Exercise materials —
++++++++

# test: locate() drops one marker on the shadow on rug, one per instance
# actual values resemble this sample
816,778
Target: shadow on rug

++++++++

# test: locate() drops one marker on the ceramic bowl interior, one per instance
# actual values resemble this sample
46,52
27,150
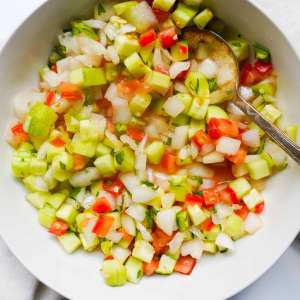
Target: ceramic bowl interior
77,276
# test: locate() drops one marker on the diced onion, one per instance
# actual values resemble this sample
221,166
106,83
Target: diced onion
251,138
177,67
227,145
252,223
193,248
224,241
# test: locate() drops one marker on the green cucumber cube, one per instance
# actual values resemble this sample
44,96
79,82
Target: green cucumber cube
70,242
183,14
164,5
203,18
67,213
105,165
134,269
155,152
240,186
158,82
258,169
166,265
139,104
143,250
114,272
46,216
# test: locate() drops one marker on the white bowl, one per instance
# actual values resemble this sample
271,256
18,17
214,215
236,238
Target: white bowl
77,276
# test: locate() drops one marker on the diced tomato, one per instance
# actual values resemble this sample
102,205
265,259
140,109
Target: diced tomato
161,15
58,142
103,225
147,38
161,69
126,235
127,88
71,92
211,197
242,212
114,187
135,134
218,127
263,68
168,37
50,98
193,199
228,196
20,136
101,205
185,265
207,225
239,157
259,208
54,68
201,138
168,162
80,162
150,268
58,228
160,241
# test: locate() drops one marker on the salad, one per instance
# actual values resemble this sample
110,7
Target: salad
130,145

++++++++

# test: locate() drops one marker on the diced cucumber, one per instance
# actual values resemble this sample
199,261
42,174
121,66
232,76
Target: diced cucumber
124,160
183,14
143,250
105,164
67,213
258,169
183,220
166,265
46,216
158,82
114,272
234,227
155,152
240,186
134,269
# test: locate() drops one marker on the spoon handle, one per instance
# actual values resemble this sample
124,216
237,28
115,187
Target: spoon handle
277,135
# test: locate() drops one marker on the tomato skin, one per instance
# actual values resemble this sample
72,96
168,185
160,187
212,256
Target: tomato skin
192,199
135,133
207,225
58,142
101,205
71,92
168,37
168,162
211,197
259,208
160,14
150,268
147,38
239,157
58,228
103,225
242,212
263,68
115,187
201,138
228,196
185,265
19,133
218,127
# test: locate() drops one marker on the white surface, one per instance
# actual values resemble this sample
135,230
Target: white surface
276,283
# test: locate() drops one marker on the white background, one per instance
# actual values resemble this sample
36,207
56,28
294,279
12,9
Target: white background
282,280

++++++++

Task brief —
Locate each line in the records that contains the word "onion" and copy those lines.

Solution —
# test: locate() drops one marker on the diced onion, one per instance
Target: diced onion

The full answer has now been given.